* Written problem:
Copy out the items word for word, starting at the very beginning and ending with the line that contains "[0,171,434,288]". Include both of those lines.

-- START OF Supplied material --

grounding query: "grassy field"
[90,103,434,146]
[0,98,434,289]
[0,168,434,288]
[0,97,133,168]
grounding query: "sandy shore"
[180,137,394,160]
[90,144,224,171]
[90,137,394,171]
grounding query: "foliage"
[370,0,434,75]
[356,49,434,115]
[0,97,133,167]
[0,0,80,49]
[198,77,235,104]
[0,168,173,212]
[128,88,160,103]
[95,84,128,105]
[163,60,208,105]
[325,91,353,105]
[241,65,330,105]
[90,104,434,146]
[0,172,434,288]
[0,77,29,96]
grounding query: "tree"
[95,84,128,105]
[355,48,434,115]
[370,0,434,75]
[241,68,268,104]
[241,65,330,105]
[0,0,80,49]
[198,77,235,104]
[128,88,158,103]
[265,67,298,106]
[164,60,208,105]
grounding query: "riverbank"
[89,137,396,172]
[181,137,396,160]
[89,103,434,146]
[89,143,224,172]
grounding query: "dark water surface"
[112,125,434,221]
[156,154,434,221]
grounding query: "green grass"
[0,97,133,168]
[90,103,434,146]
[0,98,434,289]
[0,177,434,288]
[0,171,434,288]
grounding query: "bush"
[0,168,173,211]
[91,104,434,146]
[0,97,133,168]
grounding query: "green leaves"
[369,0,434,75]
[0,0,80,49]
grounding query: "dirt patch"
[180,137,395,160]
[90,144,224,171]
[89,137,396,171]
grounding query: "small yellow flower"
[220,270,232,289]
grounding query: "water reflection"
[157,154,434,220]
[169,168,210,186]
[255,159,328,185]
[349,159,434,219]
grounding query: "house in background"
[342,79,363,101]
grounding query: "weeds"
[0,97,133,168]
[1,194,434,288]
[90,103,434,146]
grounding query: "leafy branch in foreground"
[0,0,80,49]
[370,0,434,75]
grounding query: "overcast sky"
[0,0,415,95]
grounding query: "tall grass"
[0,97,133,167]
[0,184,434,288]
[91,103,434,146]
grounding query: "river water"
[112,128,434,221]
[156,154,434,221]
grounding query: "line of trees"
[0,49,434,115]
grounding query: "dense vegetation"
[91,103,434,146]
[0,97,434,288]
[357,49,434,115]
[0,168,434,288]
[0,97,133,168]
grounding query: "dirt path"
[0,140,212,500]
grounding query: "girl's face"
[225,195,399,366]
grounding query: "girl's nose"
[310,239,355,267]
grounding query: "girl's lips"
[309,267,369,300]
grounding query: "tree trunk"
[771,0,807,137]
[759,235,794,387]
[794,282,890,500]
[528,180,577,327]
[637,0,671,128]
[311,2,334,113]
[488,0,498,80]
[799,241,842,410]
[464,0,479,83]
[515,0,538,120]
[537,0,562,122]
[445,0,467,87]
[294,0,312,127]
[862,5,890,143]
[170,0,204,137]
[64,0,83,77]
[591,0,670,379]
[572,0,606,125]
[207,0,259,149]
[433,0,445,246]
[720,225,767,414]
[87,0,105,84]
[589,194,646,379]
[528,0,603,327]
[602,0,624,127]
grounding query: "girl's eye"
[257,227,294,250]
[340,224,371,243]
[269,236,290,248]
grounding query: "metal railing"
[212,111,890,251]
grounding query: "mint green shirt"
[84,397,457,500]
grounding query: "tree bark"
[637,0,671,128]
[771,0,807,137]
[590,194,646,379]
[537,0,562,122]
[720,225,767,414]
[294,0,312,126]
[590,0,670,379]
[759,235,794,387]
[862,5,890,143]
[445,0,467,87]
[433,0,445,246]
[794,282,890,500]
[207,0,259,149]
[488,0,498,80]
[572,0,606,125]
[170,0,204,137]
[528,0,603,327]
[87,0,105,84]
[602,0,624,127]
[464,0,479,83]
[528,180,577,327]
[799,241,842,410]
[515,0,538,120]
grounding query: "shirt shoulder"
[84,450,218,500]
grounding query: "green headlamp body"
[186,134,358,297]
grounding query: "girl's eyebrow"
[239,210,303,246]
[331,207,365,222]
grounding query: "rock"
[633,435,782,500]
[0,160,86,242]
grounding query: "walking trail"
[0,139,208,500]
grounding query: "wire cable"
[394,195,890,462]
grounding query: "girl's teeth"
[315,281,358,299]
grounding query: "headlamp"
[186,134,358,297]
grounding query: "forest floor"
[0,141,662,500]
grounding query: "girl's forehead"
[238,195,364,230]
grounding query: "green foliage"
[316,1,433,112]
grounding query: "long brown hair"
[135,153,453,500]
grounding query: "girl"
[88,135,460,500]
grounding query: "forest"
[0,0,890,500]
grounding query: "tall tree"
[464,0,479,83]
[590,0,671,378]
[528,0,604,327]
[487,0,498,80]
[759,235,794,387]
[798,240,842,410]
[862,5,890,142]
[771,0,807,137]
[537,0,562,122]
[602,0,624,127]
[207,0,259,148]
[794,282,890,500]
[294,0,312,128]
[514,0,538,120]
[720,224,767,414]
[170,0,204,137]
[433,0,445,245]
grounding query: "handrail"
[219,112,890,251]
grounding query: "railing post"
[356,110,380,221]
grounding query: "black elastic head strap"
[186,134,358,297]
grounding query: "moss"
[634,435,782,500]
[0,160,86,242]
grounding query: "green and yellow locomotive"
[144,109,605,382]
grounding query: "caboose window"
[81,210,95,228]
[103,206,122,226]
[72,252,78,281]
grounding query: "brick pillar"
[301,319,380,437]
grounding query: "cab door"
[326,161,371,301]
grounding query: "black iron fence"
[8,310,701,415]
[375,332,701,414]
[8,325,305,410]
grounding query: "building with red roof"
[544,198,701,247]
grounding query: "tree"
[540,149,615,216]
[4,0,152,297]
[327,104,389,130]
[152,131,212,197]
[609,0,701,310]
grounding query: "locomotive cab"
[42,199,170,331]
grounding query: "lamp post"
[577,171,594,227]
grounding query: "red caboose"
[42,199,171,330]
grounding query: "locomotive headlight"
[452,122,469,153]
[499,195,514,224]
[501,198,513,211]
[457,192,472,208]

-- END OF Supplied material --

* Solution to this task:
grounding query: "grassy field"
[90,103,434,146]
[0,98,434,289]
[0,168,434,288]
[0,97,133,168]
grounding query: "sandy shore"
[180,137,394,160]
[90,144,224,171]
[90,137,394,171]
grounding query: "foliage"
[370,0,434,75]
[356,49,434,115]
[0,97,133,167]
[0,0,80,49]
[198,77,235,104]
[0,168,173,212]
[128,88,160,103]
[95,84,128,105]
[163,60,208,105]
[325,91,353,105]
[241,65,330,105]
[90,104,434,146]
[0,172,434,288]
[0,77,29,96]
grounding query: "tree"
[95,84,128,105]
[355,48,434,115]
[370,0,434,75]
[241,68,268,104]
[241,65,330,105]
[0,0,80,49]
[198,77,235,104]
[128,88,158,103]
[265,67,298,106]
[164,60,208,105]
grounding query: "riverbank"
[89,137,396,172]
[181,137,396,160]
[89,103,434,146]
[89,143,224,172]
grounding query: "dark water surface"
[112,125,434,221]
[156,154,434,221]
grounding query: "green grass"
[0,97,133,168]
[90,103,434,146]
[0,98,434,289]
[0,177,434,288]
[0,171,434,288]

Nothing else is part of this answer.